• **DOCUMENT PASSAGE**
For me it is (nearly) the perfect wedding photographer camera. Canon really did listen to wedding photographers needs. The silent shoot mode especially is unbelievable - really good for echoy UK churches


----------



## itsnotmeyouknow (Apr 23, 2012)

stevenrrmanir said:


> TrumpetPower! - are you saying Canon has better lenses than say, Nikon? Would not say that that. Both brands, including Sigma and Tamron have good lenses. Zeiss are the masters of all glass!
> 
> Would not say that Canon has the best IQ for their lenses. I have a Sigma 105 f2.8 which is MUCH sharper than say, Canon's 24-70 mm - yeah, comparing prime to zoom is not fair, but for IQ many brands have very, very good lenses!
> 
> for example: Sigma 30mm f/1.4 - a $500 lens at a fraction of the cost of what Canon wants to sell you - is a STRONGER and has an overall better IQ lens than Canon 28 f1.8, Canon 35 f1.4



Isn't the Sigma 105 also a macro lens? Macro lenses are in my experience amazingly sharp, so you are comparing apples with not even pears, but onions. If you want to compare anything with the 24 - 70L, compare Sigma's own 24 - 70 which is good but not better than the L. Or conpare the 105 to the 100 macros that canon produce. Your arguments falls to dust when you compare a dedicated macro lens to an all purpose high quality zoom.


----------



## itsnotmeyouknow (Apr 23, 2012)

To illustrate my point, I have just come back from a weekend in Dubai, and at the Sheraton resort there was a dragonfly (or similar) enjoying the sun. I had left my 100L macro in my hotel room some 36km away, so only had the 24 - 70L with me on my 5D3. I would undoubtedly have got it sharper on the macro lens but 70mm and f/13 (ISO 250 1/640), I think it's pretty sharp




Dubai-critter-enjoying-the-sun by singingsnapper, on Flickr


----------



## RLPhoto (Apr 23, 2012)

LoL! This is great! Canon is always going to serve its pocket book first but its ever more halarious to believe that somehow Nikon isn't! Take a look at the d800. 

Nikon was like "crap... People are losing interest in the d700 and we need to make a new camera." Bam! Take the d700 and slap video and 36 megapixels. Easy money. 

I remember the forums before the 5D3 was released and lots of people were like "add everything but more megapixels to the 5D3! We don't need more megapixels!" then the d800 is released and a riot broke out and now we all need more megapixels! It's obsurd. 

Anyway, it's a clever marketing and the time old belief that more megapixels is better that's going to see more nikons that canons this generation around. It's brilliant!


----------



## PhilDrinkwater (Apr 23, 2012)

RLPhoto said:


> I remember the forums before the 5D3 was released and lots of people were like "add everything but more megapixels to the 5D3! We don't need more megapixels!" then the d800 is released and a riot broke out and now we all need more megapixels! It's obsurd.
> 
> Anyway, it's a clever marketing and the time old belief that more megapixels is better that's going to see more nikons that canons this generation around. It's brilliant!

• **RECORDS**

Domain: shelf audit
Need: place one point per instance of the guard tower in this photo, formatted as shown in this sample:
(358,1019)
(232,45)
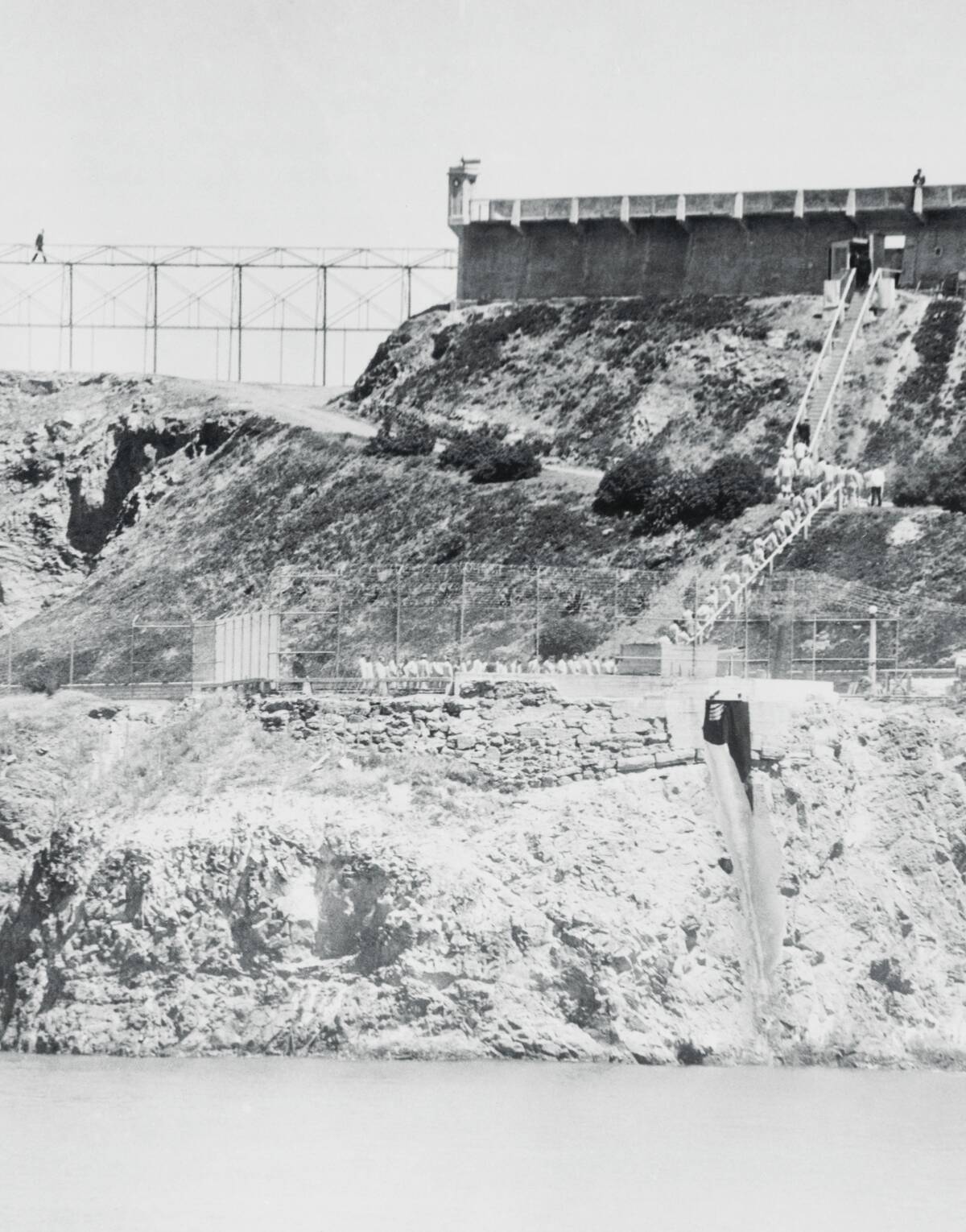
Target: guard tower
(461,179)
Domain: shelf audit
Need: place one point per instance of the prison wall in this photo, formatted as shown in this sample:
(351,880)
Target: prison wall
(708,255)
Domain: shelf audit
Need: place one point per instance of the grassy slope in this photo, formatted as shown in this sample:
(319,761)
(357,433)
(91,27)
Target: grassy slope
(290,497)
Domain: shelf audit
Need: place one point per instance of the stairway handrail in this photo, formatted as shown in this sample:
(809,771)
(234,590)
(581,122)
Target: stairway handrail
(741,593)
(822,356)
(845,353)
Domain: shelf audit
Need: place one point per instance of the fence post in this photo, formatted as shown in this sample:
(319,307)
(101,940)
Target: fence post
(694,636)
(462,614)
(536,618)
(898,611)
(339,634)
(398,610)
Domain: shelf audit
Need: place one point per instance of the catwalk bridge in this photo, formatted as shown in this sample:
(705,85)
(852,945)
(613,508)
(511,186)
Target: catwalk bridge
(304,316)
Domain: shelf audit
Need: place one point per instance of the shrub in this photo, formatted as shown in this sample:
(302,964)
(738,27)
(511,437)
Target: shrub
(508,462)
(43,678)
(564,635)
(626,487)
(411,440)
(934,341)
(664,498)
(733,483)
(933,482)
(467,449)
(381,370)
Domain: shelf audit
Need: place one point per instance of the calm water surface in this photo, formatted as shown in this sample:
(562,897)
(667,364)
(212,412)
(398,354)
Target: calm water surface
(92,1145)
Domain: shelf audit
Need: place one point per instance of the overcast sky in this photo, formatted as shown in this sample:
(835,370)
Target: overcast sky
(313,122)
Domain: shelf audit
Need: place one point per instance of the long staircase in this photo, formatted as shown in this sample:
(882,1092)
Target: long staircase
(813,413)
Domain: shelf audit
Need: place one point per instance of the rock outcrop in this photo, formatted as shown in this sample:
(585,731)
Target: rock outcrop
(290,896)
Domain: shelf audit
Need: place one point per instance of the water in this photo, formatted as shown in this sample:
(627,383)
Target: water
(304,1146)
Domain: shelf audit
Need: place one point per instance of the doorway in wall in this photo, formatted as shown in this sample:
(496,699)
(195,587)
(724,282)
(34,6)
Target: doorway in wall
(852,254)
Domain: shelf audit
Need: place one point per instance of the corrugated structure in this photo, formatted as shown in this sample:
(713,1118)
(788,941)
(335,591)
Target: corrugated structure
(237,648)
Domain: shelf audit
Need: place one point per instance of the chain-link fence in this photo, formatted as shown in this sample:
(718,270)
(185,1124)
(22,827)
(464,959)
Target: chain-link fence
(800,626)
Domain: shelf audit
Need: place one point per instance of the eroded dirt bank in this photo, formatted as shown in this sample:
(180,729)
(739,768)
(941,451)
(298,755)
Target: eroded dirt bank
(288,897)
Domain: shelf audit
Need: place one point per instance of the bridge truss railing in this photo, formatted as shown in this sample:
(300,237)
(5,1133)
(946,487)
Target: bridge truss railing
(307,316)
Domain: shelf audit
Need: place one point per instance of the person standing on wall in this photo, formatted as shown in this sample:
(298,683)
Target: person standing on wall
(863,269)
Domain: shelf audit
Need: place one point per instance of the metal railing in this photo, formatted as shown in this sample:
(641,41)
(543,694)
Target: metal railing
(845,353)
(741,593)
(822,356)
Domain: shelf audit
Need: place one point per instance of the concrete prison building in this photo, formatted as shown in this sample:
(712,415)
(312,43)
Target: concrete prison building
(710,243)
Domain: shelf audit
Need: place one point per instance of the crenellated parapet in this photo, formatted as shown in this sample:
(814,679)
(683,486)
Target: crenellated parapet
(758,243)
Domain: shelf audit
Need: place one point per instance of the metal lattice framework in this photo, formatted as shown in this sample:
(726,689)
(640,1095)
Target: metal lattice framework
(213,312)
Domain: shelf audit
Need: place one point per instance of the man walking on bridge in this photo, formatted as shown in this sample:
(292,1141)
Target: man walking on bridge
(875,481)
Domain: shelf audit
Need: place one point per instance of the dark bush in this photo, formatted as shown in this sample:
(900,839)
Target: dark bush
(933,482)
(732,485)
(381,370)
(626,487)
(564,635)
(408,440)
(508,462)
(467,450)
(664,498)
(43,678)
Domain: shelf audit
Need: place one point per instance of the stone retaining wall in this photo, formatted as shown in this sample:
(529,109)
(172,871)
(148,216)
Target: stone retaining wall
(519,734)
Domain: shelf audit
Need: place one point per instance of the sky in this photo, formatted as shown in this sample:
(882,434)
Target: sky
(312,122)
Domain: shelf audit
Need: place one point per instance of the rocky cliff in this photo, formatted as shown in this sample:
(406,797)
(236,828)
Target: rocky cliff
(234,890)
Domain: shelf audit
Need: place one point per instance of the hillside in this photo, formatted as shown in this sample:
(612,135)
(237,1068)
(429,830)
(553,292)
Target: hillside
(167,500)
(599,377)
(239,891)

• **WRITTEN INSTRUCTION A**
Pull out each line of the listing that includes the string "corrugated", and copy it unchanged.
• **WRITTEN INSTRUCTION B**
Supply the next part of the forum thread comparing Canon and Nikon cameras, starting after its final line.

• **RIGHT ANSWER A**
Need: place one point per instance of the corrugated structure in this photo, formatted as shown in this sample:
Target: corrugated structure

• **RIGHT ANSWER B**
+1


----------



## skitron (Apr 23, 2012)

RLPhoto said:


> Anyway, it's a clever marketing and the time old belief that more *mega*-pixels is better that's going to see more nikons that canons this generation around. It's brilliant!



LOL, and I suspect if Canon launched an effort to promote a new metric *mega*-ISO and how much more of *it* they have than Nikon, they'd probably kill them in the marketplace! 

The marketing geek in me honestly believes the market is full of folks that have a knee jerk reaction to all things *mega* and automatically gravitate to whatever has the most *mega*...


----------



## birtembuk (Apr 23, 2012)

I have been working long enough with one of the biggest MNC's to apprehend what might going on with Canon these days. When longer term strategies are set, it's like an aircraft carrier: no way you are going to change course whatever. And you can bet there's a lot of brainpower behind these strategies. My take is that, over the last couple years, Canon have become infatuated with video. So much so that their new mantra might as well be: Go Hollywood. I don't believe in complacency but in carefully planned design and release of their models. These guys are professionals. C500, C300, C100, 1Dc, soon 5Dc (bet it's not April fool), 7Dc sooner or later and finally the whole range under Dc. The 5D3 - with no compressed HDMI output - finally fits quite well within that scheme.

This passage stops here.